**WHAT YOU ARE ASKED TO DO:** Search the material below for the string "Phrase" and copy each line where it appears.

**THE RECORDS:**
>>>>>

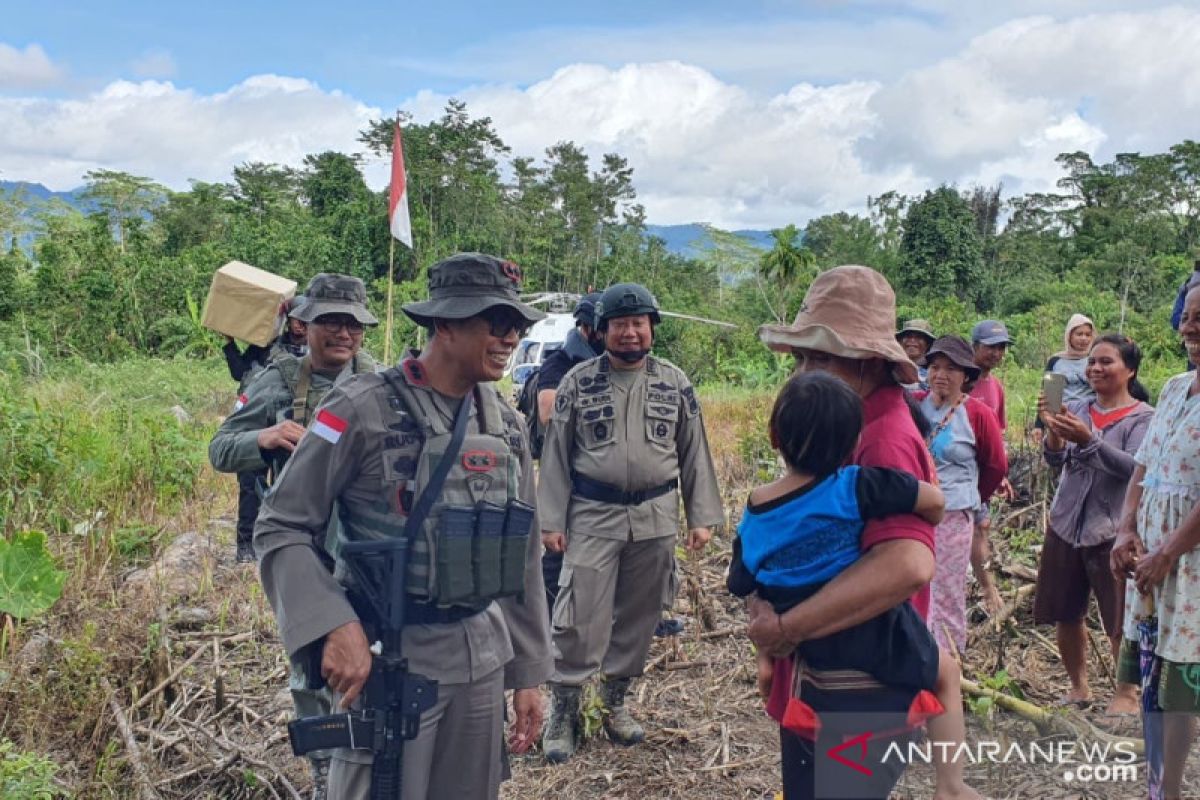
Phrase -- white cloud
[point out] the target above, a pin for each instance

<<<<<
>>>>>

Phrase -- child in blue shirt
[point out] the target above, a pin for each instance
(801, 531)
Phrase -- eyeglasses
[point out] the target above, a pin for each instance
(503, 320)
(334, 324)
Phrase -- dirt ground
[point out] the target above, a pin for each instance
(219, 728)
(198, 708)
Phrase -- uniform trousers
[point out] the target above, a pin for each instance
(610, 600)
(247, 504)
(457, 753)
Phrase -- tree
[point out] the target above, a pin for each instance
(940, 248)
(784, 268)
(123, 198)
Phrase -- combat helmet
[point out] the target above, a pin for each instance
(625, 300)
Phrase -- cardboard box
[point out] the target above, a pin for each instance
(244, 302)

<<<<<

**EXPECTED ANSWER:**
Phrase -- white cloud
Phrase -- child in blue shirt
Phrase -- eyeglasses
Phrase -- dirt ground
Phrase -- uniform trousers
Phrase -- tree
Phrase -- combat helmet
Phrase -- cardboard box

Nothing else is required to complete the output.